Your objective: Return everything from the start of the rows down to the line containing "rough mask: <svg", both ends included, as a JSON list of strings with one string per line. Omit blank lines.

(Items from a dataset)
>>
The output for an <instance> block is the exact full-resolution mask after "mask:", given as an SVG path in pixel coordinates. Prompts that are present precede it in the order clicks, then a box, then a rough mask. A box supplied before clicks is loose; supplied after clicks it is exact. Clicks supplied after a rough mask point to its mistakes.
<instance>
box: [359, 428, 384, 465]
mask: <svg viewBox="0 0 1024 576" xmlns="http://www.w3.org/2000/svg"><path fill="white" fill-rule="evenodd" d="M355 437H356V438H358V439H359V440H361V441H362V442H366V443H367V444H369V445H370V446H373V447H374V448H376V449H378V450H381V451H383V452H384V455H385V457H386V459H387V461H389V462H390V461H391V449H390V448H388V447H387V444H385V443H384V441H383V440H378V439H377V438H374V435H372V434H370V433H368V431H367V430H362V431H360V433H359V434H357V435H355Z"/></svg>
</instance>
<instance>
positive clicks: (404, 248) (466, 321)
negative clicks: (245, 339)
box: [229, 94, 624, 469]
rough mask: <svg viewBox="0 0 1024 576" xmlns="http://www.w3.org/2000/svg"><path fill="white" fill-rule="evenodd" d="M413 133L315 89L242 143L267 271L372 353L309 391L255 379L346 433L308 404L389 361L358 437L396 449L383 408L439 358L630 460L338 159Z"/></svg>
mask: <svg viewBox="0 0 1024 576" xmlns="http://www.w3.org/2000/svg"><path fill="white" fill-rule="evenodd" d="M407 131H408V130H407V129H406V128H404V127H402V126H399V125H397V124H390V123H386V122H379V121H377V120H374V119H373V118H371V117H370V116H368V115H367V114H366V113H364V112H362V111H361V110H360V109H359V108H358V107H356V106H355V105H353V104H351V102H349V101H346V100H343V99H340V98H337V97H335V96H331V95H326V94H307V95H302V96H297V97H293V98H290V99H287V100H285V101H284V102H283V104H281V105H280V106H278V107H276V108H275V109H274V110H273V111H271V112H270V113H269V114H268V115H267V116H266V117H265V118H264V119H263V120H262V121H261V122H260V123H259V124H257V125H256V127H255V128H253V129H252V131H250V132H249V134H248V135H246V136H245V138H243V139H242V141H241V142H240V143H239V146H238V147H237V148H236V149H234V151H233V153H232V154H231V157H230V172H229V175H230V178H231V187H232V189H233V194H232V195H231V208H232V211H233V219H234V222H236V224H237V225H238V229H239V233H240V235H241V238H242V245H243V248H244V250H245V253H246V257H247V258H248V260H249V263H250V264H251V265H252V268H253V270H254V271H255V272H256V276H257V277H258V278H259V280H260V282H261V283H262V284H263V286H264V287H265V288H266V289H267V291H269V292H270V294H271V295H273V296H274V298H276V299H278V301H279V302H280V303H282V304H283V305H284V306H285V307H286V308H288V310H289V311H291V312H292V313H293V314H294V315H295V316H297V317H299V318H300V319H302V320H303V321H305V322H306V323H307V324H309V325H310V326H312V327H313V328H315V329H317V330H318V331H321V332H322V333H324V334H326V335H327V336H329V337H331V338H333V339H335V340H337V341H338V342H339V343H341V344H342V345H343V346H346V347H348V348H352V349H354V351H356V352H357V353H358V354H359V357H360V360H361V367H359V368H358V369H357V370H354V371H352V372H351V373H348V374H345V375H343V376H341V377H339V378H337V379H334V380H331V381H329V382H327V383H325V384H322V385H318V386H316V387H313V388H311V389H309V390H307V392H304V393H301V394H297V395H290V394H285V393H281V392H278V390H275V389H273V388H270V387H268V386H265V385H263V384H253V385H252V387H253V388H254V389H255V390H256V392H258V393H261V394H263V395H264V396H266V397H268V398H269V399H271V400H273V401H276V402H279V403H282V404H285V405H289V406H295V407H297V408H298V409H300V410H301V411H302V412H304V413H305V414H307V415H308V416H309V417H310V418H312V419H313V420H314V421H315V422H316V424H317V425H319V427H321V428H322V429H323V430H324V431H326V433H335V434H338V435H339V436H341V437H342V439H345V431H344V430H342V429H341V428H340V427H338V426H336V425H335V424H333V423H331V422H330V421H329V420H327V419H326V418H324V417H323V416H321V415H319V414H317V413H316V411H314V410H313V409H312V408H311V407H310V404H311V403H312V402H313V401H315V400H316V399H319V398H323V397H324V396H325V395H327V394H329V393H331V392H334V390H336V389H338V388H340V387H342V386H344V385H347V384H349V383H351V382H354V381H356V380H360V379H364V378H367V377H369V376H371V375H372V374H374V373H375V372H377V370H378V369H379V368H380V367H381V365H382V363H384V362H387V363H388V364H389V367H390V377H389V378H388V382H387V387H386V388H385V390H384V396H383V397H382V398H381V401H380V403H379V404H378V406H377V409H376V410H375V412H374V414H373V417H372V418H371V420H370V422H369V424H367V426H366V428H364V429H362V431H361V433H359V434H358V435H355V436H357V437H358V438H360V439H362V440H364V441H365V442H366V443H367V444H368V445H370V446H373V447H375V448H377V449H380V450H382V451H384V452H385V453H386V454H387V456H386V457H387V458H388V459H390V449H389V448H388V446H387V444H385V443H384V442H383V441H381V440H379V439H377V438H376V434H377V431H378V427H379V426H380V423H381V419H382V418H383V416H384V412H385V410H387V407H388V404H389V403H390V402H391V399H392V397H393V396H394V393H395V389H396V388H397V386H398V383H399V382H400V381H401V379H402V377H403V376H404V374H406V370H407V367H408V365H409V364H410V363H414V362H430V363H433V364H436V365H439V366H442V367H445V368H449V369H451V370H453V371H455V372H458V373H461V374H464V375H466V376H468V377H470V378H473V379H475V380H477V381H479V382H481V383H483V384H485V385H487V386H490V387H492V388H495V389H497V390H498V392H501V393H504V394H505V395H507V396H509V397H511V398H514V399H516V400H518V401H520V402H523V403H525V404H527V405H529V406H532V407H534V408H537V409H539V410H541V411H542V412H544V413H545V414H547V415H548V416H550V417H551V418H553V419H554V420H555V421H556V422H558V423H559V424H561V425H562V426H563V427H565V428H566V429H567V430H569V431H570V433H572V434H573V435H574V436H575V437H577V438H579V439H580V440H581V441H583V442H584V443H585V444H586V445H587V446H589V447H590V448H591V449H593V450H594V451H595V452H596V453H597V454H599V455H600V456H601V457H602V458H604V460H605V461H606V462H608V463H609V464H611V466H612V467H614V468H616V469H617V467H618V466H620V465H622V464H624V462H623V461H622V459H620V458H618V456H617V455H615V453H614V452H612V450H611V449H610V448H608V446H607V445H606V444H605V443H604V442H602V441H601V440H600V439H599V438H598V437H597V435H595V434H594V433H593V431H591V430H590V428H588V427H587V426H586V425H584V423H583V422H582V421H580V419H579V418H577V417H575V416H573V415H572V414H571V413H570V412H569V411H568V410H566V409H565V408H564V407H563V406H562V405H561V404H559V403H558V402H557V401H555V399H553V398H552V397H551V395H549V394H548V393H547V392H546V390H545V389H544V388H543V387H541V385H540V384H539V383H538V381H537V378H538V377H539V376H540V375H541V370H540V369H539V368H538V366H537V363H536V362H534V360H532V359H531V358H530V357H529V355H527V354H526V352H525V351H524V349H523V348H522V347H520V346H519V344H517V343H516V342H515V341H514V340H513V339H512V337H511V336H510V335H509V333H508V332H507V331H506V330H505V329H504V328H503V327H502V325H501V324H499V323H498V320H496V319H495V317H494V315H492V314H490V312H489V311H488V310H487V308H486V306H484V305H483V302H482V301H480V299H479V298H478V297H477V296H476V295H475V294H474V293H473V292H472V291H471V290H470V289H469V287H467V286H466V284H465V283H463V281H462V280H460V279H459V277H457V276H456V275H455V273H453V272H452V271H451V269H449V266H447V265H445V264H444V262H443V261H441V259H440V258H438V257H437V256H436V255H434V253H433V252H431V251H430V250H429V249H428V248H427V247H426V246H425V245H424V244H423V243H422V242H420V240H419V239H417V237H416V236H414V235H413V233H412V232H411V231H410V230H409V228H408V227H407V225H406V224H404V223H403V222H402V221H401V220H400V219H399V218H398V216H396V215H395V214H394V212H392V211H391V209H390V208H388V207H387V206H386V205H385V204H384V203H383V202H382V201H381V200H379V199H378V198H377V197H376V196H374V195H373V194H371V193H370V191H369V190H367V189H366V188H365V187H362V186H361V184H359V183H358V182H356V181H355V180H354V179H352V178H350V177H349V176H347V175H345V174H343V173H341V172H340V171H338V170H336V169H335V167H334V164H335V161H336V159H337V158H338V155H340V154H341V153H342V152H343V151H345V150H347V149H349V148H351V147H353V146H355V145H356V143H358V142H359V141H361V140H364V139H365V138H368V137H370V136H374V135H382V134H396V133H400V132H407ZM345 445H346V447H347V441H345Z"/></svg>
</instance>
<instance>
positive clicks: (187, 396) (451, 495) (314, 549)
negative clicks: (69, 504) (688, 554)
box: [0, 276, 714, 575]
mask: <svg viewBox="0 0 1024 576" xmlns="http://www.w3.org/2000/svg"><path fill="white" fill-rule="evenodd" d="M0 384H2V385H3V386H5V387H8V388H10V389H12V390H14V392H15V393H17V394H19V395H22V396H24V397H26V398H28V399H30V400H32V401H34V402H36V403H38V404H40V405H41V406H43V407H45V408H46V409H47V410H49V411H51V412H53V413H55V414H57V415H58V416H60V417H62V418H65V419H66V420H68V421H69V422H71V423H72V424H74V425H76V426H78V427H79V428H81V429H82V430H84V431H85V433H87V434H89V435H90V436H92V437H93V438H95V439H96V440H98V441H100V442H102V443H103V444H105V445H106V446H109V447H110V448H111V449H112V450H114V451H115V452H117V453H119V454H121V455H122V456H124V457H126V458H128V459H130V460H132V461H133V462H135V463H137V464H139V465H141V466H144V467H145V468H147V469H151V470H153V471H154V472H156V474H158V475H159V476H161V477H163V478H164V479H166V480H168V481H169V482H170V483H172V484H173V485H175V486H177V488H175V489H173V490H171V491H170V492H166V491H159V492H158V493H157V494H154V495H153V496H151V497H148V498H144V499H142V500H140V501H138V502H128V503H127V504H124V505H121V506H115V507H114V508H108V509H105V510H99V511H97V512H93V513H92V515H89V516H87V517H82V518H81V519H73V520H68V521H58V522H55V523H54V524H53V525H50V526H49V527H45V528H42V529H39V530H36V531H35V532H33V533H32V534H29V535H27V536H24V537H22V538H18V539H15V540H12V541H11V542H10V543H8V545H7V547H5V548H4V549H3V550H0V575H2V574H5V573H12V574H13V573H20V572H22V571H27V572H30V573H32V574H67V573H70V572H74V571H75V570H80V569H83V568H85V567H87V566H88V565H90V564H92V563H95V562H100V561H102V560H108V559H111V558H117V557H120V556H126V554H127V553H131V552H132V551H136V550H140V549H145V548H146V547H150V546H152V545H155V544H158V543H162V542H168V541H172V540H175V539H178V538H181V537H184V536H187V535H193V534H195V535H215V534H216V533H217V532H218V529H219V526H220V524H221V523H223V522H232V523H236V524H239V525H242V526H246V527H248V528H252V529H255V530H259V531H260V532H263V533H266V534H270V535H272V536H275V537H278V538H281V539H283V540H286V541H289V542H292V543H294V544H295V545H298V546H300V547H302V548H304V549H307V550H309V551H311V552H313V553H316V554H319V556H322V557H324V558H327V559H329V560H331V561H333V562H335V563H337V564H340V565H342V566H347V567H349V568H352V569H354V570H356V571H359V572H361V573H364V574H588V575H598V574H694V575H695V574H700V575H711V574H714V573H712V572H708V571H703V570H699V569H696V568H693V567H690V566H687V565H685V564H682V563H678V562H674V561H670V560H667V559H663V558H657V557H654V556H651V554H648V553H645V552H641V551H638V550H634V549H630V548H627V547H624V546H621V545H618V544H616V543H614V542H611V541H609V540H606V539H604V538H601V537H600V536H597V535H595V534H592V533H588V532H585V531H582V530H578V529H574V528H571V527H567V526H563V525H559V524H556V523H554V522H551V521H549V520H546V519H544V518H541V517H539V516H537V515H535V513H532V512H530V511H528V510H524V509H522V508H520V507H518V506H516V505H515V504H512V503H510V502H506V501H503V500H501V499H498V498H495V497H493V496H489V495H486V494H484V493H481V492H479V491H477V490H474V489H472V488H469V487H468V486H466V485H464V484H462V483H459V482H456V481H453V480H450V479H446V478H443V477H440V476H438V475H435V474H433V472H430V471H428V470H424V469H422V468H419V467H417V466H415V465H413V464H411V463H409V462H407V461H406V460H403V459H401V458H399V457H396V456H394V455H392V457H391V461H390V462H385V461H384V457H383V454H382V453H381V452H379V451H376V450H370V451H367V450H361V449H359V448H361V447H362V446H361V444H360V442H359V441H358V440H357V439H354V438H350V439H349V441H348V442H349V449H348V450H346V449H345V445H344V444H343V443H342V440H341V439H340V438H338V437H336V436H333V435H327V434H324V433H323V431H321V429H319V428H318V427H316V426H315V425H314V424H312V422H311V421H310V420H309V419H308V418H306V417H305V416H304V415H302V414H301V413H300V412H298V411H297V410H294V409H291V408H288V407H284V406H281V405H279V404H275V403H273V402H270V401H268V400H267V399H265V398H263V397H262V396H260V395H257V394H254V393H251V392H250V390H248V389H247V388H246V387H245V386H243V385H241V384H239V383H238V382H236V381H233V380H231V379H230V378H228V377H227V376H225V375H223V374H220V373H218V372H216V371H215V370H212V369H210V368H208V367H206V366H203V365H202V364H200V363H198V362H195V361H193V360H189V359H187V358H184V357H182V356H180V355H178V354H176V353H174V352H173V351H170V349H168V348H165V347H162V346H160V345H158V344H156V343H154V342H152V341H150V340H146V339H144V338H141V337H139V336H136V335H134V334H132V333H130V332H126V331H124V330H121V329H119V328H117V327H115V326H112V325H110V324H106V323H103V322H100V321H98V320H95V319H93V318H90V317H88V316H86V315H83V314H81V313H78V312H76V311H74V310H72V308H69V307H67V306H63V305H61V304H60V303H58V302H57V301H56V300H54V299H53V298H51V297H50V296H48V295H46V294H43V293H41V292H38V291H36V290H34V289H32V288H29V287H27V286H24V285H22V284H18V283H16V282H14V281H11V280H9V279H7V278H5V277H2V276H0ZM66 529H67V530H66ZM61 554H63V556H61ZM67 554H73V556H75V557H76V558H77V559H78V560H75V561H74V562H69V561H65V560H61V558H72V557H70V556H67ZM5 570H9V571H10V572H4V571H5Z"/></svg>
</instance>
<<
Result for this task:
[
  "The output for an <instance> block is the exact full-resolution mask after \"mask:\", given as an SVG path in pixel coordinates. Prompts that are present precede it in the order clicks, then a box, then a rough mask. A box supplied before clicks is loose; supplied after clicks it is exact. Clicks supplied after a rough mask point to its mistakes.",
  "<instance>",
  "box: [359, 428, 384, 465]",
  "mask: <svg viewBox=\"0 0 1024 576\" xmlns=\"http://www.w3.org/2000/svg\"><path fill=\"white\" fill-rule=\"evenodd\" d=\"M355 437H356V438H358V439H359V440H361V441H362V442H366V443H367V444H369V445H370V446H373V447H374V448H376V449H378V450H381V451H383V452H384V455H385V457H386V459H387V461H389V462H390V461H391V449H390V448H388V447H387V444H385V443H384V441H383V440H378V439H377V438H374V435H372V434H370V433H368V431H367V430H362V431H360V433H359V434H357V435H355Z\"/></svg>",
  "</instance>",
  "<instance>",
  "positive clicks: (404, 248) (466, 321)",
  "negative clicks: (245, 339)",
  "box: [229, 94, 624, 469]",
  "rough mask: <svg viewBox=\"0 0 1024 576\" xmlns=\"http://www.w3.org/2000/svg\"><path fill=\"white\" fill-rule=\"evenodd\" d=\"M413 133L315 89L242 143L267 271L372 353L309 391L255 379L346 433L308 404L389 361L358 437L396 449L383 408L439 358L630 460L338 159Z\"/></svg>"
]